----- MATERIALS PROVIDED
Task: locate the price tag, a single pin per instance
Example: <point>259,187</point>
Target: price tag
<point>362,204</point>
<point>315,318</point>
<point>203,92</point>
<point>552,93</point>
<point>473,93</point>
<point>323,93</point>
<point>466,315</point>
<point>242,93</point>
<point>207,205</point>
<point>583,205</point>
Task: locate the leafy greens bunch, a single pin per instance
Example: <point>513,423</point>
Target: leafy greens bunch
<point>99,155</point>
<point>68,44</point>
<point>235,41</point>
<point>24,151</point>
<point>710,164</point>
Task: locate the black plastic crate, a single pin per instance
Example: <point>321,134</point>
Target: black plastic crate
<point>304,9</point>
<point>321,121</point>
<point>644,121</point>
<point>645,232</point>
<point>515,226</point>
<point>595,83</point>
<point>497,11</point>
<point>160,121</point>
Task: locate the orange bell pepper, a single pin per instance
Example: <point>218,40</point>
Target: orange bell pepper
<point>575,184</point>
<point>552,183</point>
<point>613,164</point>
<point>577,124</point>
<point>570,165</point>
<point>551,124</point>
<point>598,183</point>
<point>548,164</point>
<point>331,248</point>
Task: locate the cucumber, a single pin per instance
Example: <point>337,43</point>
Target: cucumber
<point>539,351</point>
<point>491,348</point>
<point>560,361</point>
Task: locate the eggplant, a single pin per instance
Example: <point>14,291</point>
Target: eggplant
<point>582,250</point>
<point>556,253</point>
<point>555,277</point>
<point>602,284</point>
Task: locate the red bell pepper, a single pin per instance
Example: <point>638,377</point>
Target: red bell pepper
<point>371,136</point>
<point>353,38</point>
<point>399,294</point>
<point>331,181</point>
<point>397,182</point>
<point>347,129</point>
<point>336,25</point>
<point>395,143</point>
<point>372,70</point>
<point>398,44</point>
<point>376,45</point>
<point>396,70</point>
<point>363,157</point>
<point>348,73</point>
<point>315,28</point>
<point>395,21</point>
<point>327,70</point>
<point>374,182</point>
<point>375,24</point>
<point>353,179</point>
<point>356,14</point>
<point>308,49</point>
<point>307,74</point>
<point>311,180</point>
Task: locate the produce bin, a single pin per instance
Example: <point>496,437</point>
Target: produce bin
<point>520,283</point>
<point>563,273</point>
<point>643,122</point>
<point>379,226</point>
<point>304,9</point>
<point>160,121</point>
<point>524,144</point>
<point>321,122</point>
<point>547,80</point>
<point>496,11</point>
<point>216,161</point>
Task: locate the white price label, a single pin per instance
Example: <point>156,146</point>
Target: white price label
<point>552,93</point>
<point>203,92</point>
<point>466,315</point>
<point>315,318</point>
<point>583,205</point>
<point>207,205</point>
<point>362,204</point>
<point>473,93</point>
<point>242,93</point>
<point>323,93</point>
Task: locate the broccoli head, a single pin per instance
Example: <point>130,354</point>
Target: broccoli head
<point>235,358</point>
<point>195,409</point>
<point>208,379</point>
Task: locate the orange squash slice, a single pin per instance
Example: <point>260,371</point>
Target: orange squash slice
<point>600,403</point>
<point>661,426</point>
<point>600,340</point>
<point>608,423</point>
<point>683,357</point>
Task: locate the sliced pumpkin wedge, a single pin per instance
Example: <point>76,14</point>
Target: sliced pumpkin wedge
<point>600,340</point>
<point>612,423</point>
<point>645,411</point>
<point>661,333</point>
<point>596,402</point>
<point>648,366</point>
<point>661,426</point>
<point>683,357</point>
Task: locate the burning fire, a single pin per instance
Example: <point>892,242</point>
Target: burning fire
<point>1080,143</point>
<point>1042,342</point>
----------
Rewrite everything from the line containing "Task: locate the red" down to the line containing "<point>347,129</point>" as a two-column CSV with the header instruction,response. Give one row per request: its text in the instruction column and its answer in the response column, each in a single quoted field with line breaks replaced by spaces.

instruction,response
"Task: locate the red bell pepper, a single pin per instance Example: <point>638,377</point> Target: red bell pepper","<point>371,136</point> <point>353,38</point> <point>399,294</point> <point>331,181</point> <point>397,182</point> <point>347,129</point>"